[Saved data entries]

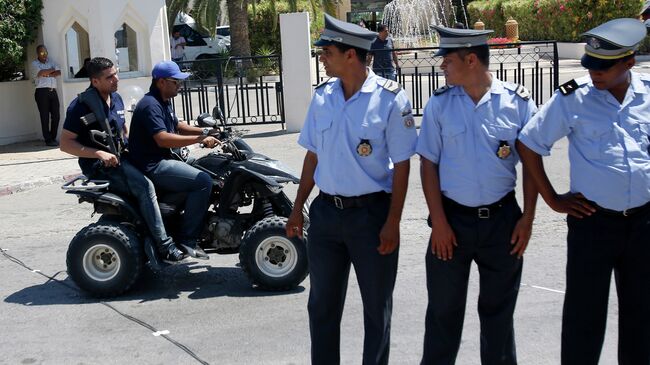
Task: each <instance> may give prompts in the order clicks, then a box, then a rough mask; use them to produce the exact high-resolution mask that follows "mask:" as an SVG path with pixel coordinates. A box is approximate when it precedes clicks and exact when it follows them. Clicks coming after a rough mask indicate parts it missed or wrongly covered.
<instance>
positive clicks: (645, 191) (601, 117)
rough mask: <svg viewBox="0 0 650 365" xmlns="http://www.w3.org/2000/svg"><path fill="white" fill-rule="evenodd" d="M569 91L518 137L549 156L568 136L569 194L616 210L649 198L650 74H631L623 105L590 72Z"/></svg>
mask: <svg viewBox="0 0 650 365" xmlns="http://www.w3.org/2000/svg"><path fill="white" fill-rule="evenodd" d="M576 82H577V83H578V88H577V90H575V91H574V92H573V93H571V94H569V95H562V94H561V93H560V92H556V93H555V95H553V97H552V98H551V99H550V100H549V101H548V102H546V104H544V107H543V108H541V110H540V112H539V113H537V115H535V117H534V118H533V119H532V120H531V122H530V123H529V124H528V125H527V126H526V128H524V130H523V131H522V133H521V135H520V136H519V139H520V140H521V142H523V143H524V144H525V145H526V146H528V148H530V149H531V150H533V151H535V152H537V153H538V154H540V155H543V156H548V155H549V154H550V150H551V147H552V146H553V143H554V142H555V141H557V140H558V139H560V138H562V137H564V136H567V137H568V139H569V162H570V164H571V192H574V193H582V194H583V195H584V196H585V197H586V198H587V199H589V200H592V201H594V202H596V204H598V205H600V206H602V207H604V208H607V209H613V210H617V211H623V210H625V209H629V208H634V207H638V206H640V205H643V204H645V203H647V202H648V201H650V156H649V155H648V147H649V145H650V141H648V136H650V76H648V75H642V74H638V73H635V72H632V73H631V84H630V87H629V88H628V90H627V94H626V95H625V100H623V103H622V104H621V103H619V102H618V100H616V98H614V96H612V94H610V93H609V92H608V91H606V90H598V89H596V88H595V87H594V85H593V83H592V82H591V78H590V77H589V76H585V77H582V78H579V79H576Z"/></svg>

◆ What is required
Go through the records and pull out each line that includes the word "clicks".

◆ Task result
Task: each <instance> may give prompts in the order clicks, then a box, then a rough mask; use them to produce the exact high-resolution mask that follows "mask:" as an SVG path with pixel coordinates. A box is approximate when it precedes clicks and exact when it follows them. Clicks coming after a rough mask indicate parts it missed or wrongly covered.
positive clicks: (645, 191) (601, 117)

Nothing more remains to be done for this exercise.